(Excerpts from point annotation data)
--- begin ---

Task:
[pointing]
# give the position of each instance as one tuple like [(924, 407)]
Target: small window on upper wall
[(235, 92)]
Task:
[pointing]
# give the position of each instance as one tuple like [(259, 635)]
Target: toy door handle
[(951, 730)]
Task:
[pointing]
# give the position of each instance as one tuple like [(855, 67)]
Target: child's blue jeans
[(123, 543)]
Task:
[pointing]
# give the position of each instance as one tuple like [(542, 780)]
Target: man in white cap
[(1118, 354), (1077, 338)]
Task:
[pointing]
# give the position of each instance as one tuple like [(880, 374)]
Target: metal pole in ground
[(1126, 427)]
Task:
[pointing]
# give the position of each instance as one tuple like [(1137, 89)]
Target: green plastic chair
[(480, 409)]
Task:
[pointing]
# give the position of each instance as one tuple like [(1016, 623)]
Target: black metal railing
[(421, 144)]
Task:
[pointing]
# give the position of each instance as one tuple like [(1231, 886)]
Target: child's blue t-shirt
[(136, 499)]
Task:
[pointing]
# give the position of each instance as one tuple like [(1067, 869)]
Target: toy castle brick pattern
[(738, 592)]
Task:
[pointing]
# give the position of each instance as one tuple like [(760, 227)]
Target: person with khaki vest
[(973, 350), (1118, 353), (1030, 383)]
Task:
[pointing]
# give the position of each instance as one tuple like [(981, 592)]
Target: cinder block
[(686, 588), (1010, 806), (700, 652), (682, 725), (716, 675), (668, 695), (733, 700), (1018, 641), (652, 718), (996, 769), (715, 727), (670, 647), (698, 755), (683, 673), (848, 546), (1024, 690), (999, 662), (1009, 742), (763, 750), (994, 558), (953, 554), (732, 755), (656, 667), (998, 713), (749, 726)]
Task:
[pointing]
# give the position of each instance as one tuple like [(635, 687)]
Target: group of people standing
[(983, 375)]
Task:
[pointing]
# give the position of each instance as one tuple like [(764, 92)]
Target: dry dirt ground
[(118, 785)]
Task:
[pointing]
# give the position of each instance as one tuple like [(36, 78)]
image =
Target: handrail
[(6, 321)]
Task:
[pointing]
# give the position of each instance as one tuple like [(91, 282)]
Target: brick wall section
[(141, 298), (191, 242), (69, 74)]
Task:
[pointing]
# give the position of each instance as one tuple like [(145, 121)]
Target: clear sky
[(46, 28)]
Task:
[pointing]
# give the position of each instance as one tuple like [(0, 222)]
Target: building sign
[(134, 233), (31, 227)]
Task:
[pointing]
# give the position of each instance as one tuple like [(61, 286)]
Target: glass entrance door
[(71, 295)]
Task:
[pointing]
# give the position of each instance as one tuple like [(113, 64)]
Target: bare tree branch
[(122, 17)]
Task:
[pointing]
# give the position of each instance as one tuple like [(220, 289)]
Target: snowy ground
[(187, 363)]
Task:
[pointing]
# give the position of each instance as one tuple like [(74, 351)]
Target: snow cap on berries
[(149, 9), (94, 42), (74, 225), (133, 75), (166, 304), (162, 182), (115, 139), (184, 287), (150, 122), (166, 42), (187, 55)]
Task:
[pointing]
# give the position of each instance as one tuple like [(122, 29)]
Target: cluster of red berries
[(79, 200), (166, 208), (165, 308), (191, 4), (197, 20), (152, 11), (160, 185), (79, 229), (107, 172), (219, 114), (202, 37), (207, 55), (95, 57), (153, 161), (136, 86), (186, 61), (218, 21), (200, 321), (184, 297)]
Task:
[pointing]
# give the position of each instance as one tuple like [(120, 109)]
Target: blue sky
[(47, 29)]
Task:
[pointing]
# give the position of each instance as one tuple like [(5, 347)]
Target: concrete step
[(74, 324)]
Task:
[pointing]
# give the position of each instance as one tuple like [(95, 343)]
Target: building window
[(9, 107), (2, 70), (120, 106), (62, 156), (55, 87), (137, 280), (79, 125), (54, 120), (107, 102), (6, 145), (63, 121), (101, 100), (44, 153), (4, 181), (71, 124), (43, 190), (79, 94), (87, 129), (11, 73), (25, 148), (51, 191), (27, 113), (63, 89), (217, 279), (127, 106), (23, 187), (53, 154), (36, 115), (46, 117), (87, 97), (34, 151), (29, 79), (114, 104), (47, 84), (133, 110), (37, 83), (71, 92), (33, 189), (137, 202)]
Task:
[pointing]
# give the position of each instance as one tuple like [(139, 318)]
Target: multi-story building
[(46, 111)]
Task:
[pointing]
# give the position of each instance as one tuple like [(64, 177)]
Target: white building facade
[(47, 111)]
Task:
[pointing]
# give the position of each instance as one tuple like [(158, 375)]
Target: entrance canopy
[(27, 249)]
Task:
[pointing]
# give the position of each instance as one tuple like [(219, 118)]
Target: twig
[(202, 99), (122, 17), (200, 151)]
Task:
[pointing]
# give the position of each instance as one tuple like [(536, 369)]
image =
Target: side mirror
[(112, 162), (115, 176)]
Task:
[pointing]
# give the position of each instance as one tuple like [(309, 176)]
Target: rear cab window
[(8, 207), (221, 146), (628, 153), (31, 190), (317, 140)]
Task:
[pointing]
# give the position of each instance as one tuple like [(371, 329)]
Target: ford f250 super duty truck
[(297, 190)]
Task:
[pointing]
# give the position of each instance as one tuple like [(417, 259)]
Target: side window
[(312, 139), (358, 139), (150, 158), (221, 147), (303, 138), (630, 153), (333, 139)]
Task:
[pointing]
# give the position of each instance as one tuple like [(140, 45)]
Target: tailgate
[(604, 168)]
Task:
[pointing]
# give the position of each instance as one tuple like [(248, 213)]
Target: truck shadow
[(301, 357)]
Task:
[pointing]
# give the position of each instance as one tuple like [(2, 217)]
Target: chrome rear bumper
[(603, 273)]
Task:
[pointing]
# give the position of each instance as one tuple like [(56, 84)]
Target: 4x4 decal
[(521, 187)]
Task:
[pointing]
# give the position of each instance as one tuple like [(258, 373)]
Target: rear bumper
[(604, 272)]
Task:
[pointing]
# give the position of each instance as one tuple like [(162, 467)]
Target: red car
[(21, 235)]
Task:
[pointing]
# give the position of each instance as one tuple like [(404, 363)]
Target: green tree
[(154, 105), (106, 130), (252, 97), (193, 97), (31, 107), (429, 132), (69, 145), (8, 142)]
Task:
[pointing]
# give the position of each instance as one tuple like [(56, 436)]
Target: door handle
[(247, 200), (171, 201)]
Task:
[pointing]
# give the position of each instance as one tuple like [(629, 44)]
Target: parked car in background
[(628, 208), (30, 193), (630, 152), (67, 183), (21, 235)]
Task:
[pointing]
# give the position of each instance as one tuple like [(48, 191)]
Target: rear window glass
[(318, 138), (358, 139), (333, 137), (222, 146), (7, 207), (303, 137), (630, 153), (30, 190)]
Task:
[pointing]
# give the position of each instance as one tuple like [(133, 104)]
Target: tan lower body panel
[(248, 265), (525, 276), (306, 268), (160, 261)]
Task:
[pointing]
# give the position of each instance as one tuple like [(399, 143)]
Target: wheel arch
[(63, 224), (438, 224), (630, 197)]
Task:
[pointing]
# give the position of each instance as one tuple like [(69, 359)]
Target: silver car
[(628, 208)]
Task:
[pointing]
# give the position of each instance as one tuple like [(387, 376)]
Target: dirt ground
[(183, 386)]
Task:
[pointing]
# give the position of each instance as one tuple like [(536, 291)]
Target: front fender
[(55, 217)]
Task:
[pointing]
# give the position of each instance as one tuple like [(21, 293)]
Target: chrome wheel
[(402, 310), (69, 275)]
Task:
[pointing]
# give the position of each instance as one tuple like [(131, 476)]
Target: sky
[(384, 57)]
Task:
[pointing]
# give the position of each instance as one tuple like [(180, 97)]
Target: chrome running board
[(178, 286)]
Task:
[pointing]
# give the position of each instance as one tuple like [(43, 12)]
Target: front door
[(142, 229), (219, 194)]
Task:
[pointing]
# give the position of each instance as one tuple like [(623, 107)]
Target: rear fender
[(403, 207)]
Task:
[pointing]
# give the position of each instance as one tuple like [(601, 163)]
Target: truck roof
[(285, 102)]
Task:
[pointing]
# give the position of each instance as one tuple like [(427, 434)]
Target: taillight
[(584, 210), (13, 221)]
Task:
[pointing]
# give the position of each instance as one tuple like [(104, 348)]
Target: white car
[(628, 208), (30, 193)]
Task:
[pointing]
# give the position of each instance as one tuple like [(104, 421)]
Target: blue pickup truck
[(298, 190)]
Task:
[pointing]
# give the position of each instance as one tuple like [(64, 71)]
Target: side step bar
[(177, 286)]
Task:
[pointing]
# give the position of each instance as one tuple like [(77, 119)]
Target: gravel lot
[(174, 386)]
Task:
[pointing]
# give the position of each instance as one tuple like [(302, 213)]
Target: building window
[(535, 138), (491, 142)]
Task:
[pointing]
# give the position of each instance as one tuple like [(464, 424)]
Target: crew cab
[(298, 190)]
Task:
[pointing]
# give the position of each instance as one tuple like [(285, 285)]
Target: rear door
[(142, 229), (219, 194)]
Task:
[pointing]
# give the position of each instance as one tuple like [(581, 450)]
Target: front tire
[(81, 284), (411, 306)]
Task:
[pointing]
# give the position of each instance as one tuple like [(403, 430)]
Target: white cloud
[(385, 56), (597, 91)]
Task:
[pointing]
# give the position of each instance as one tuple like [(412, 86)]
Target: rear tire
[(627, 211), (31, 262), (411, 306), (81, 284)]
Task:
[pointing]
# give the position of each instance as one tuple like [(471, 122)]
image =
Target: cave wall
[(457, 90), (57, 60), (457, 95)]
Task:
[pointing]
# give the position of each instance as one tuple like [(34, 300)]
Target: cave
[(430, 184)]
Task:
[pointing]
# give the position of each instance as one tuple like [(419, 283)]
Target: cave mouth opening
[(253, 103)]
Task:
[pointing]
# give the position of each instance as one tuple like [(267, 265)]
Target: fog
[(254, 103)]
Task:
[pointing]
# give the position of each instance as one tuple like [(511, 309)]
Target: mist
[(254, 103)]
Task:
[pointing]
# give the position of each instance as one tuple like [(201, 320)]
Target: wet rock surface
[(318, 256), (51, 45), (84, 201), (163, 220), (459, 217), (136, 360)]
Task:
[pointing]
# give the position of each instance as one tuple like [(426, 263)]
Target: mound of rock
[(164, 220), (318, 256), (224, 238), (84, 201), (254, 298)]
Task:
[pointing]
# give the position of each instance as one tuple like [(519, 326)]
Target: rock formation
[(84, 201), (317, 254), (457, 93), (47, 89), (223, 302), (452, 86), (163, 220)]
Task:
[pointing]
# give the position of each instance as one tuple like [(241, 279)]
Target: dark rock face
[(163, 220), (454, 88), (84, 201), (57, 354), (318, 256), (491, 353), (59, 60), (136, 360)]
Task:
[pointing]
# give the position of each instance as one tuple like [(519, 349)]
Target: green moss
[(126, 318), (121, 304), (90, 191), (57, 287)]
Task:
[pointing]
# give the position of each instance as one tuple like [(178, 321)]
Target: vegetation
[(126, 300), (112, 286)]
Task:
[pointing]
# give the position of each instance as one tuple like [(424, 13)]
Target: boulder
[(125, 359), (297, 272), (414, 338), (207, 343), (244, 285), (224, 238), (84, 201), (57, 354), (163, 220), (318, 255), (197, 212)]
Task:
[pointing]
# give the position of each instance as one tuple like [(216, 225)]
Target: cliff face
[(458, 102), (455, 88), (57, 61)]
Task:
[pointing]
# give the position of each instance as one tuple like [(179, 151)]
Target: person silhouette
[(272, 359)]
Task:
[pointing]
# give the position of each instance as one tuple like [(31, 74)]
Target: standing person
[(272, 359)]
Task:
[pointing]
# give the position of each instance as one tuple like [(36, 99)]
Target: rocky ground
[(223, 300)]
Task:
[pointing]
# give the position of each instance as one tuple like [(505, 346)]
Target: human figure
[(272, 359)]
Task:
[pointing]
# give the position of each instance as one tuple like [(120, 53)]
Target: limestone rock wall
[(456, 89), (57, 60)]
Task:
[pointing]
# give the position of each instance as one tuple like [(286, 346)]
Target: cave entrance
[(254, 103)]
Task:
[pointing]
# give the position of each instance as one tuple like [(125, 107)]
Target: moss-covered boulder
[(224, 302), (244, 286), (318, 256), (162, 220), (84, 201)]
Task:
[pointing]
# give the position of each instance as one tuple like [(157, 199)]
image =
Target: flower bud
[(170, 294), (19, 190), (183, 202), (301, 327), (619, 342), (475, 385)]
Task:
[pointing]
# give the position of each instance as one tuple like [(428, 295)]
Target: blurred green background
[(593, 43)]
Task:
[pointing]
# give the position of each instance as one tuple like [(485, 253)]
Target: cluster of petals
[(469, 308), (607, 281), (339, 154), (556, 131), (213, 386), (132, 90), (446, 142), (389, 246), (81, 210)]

--- end ---

◆ Work instructions
Write out the stretch from the start of the records through the line containing "[(951, 730)]" again, switching every "instance" to "object" and keeping everything else the same.

◆ Task result
Task:
[pointing]
# give the position of each object as one tuple like [(924, 407)]
Target: small window on upper wall
[(235, 92)]
Task:
[pointing]
# give the position of each object as one tuple like [(259, 635)]
Target: toy door handle
[(951, 730)]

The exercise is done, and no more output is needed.